RECORDS TO PROCESS
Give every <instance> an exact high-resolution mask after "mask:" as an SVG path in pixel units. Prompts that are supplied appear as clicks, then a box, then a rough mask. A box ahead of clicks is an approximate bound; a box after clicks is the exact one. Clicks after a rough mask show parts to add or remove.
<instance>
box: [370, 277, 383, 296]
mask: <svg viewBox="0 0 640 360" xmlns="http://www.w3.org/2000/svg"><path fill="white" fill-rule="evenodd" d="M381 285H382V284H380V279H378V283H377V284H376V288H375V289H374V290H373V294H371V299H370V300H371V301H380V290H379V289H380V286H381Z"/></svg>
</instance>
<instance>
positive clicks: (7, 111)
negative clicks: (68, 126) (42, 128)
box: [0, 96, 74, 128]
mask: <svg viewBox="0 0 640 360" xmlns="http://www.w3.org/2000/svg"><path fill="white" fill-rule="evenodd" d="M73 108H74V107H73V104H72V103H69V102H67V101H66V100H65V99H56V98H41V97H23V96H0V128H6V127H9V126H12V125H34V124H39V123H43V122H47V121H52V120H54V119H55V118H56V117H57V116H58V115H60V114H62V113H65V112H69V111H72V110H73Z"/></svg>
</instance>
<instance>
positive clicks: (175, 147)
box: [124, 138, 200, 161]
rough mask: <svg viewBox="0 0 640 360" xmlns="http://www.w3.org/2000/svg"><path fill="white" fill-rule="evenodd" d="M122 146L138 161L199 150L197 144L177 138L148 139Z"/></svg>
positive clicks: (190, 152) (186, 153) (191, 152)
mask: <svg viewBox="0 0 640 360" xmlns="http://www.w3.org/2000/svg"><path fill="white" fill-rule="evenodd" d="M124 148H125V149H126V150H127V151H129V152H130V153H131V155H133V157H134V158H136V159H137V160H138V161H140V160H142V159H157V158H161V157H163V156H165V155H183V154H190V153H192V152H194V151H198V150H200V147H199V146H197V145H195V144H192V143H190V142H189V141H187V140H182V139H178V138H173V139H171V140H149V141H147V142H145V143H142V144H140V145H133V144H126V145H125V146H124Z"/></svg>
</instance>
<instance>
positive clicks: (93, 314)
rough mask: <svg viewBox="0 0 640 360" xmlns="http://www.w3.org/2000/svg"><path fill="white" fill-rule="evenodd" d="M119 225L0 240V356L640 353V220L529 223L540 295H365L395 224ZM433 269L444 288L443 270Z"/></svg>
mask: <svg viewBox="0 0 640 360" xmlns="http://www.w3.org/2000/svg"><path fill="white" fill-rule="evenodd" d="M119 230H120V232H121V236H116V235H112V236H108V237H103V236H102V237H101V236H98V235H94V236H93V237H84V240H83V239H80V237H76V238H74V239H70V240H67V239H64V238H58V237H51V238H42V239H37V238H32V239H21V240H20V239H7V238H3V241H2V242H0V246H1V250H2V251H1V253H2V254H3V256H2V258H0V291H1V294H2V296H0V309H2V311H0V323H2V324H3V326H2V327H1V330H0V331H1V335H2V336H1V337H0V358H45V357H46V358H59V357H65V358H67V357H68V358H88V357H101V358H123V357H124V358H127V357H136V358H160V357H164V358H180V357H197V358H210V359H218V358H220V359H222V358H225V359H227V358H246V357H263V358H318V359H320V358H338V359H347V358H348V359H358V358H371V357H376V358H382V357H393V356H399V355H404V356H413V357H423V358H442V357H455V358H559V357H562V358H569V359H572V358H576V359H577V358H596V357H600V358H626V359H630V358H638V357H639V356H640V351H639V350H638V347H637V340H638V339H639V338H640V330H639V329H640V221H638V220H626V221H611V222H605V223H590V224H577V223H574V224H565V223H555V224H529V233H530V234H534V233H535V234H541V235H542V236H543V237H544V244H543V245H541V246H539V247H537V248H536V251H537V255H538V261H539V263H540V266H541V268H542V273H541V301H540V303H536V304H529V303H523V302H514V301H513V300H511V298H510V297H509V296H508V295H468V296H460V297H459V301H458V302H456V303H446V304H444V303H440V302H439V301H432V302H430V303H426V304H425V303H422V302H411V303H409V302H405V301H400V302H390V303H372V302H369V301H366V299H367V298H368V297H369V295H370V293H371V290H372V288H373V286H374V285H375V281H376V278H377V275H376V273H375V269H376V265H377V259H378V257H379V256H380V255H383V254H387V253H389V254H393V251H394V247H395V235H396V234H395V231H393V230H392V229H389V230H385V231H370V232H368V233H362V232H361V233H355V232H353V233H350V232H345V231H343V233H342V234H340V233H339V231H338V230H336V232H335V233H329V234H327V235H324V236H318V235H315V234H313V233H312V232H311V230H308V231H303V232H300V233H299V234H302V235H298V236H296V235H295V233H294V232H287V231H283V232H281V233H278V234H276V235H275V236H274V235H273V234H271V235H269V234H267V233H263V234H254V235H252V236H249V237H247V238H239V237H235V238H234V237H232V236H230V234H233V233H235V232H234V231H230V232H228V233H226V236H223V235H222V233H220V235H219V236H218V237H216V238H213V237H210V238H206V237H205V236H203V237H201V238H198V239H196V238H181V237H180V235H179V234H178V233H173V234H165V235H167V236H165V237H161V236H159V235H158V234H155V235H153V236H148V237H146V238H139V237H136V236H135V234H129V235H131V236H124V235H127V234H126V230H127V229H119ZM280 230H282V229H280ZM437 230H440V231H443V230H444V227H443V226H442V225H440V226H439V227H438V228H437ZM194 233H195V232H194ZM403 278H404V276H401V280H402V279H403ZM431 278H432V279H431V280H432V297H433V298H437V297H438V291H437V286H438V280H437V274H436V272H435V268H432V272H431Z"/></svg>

==

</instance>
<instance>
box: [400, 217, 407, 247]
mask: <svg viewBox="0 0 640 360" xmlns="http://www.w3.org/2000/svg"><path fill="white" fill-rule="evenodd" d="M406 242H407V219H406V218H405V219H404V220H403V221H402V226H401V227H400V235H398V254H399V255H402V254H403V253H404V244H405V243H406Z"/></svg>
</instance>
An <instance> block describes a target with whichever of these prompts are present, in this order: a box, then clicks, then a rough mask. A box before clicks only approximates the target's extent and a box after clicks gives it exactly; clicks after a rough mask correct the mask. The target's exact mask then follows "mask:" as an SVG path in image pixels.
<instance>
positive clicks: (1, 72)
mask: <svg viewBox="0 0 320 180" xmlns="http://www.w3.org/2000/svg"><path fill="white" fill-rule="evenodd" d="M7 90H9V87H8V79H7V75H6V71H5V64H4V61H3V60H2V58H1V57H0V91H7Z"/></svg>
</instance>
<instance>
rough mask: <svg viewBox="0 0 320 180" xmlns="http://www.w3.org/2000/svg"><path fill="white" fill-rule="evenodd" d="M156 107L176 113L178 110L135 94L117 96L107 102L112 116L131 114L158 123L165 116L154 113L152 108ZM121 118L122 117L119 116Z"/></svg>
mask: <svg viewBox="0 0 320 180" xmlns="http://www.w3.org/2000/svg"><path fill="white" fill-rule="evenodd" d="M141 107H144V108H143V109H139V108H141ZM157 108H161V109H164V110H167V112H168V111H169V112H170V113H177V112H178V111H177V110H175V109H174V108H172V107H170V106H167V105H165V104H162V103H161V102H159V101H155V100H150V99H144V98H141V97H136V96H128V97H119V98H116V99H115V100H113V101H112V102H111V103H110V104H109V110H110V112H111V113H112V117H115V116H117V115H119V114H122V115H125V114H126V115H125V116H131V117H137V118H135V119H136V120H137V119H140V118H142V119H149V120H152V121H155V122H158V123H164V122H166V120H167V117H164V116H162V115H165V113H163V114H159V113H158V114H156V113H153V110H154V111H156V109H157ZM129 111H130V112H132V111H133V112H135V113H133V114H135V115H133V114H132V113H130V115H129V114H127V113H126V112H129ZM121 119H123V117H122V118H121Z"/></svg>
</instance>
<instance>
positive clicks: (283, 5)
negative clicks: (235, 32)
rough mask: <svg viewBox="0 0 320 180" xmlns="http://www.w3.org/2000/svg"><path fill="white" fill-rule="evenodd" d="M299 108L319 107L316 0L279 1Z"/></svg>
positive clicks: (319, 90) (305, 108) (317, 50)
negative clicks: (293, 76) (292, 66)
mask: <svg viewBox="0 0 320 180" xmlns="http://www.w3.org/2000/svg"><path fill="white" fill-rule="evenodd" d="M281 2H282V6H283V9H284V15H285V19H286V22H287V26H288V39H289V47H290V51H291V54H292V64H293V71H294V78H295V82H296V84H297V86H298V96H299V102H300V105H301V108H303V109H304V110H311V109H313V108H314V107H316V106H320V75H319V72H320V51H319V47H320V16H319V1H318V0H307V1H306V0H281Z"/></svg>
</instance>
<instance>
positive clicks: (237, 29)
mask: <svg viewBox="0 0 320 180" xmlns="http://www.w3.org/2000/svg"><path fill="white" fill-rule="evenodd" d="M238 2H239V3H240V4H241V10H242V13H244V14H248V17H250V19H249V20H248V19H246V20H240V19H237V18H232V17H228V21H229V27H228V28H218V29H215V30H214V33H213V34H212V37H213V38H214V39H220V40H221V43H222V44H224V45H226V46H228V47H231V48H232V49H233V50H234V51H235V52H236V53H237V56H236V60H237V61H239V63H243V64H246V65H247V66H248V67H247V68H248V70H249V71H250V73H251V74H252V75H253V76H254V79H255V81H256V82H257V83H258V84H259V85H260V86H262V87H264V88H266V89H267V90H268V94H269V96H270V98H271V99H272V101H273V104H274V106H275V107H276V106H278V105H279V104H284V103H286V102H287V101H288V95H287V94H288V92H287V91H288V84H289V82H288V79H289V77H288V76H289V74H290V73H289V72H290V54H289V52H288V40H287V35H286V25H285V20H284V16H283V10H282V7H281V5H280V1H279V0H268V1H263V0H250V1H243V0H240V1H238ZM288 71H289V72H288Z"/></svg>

* * *

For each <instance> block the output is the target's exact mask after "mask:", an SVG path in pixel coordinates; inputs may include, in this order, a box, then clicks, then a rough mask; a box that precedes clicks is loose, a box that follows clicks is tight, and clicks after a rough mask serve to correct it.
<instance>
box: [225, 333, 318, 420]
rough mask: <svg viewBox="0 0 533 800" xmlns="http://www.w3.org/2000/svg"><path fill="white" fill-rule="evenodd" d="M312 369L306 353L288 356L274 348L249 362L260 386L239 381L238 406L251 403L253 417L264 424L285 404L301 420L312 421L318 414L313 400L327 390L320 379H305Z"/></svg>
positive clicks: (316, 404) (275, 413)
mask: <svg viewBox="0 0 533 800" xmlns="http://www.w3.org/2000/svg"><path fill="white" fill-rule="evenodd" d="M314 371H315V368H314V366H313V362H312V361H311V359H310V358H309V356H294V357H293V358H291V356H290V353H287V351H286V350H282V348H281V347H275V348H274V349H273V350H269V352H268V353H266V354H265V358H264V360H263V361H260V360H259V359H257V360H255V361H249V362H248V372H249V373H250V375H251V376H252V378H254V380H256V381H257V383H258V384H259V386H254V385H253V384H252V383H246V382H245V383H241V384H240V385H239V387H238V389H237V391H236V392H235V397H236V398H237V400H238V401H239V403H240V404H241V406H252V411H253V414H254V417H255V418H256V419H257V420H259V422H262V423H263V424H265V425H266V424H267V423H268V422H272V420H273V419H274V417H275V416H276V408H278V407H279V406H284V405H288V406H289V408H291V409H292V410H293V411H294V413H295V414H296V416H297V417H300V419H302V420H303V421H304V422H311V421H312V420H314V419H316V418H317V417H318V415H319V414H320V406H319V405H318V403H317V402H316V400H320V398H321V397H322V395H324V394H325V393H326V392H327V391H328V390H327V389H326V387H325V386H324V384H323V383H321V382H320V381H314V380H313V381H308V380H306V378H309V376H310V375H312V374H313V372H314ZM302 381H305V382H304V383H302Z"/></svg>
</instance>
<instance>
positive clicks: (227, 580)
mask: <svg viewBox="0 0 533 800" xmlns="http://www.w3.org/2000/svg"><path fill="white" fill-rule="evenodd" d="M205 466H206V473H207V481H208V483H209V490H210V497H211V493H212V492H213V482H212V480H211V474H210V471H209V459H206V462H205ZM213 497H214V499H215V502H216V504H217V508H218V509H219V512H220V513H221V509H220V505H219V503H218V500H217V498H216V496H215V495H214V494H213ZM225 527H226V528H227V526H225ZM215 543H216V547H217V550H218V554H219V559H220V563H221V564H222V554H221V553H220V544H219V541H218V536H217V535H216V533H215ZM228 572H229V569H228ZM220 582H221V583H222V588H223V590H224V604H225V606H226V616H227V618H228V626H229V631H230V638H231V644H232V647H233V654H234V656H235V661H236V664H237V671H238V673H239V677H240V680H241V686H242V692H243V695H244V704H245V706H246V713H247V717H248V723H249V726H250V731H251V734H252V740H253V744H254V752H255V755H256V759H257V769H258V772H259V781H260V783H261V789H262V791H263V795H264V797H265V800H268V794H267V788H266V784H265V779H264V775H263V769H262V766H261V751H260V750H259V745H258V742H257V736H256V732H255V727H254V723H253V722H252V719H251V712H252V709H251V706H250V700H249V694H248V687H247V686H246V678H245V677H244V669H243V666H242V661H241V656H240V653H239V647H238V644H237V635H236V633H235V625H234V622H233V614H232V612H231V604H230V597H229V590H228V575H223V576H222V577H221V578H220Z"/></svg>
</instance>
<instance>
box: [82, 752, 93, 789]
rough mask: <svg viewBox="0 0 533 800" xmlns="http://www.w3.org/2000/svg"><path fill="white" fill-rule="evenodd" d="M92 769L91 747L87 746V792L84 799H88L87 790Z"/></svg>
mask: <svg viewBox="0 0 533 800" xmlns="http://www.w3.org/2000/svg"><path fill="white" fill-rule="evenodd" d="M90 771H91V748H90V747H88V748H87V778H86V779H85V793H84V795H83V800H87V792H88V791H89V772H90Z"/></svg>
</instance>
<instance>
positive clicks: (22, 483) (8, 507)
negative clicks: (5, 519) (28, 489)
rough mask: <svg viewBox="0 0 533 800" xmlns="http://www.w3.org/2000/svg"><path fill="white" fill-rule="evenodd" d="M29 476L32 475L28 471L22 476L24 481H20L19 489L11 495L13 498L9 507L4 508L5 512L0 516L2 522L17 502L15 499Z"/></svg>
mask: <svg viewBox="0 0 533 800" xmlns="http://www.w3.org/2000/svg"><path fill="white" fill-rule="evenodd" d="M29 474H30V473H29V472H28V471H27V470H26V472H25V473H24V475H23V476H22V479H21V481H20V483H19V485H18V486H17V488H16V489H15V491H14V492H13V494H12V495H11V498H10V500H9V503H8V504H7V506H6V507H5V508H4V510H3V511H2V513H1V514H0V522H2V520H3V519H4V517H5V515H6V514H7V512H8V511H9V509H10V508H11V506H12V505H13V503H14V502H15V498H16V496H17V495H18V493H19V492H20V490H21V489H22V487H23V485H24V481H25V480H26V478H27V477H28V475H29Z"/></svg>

TASK TO COMPLETE
Search the data for "correct". Copy each line that has it.

RESULT OF THIS EXERCISE
An <instance> block describes a target with whichever of these prompts are present, in this order: a box, then clicks, then a rough mask. A box before clicks only approximates the target's extent and a box after clicks gives it exactly; clicks after a rough mask correct the mask. The target's exact mask then follows "mask:" as an SVG path in image pixels.
For each <instance> block the output is the target's exact mask after "mask:", an SVG path in pixel coordinates; inputs may include, in this order, a box, then clicks, then a rough mask; a box that precedes clicks is loose, a box that follows clicks is tight, and clicks after a rough mask serve to correct it.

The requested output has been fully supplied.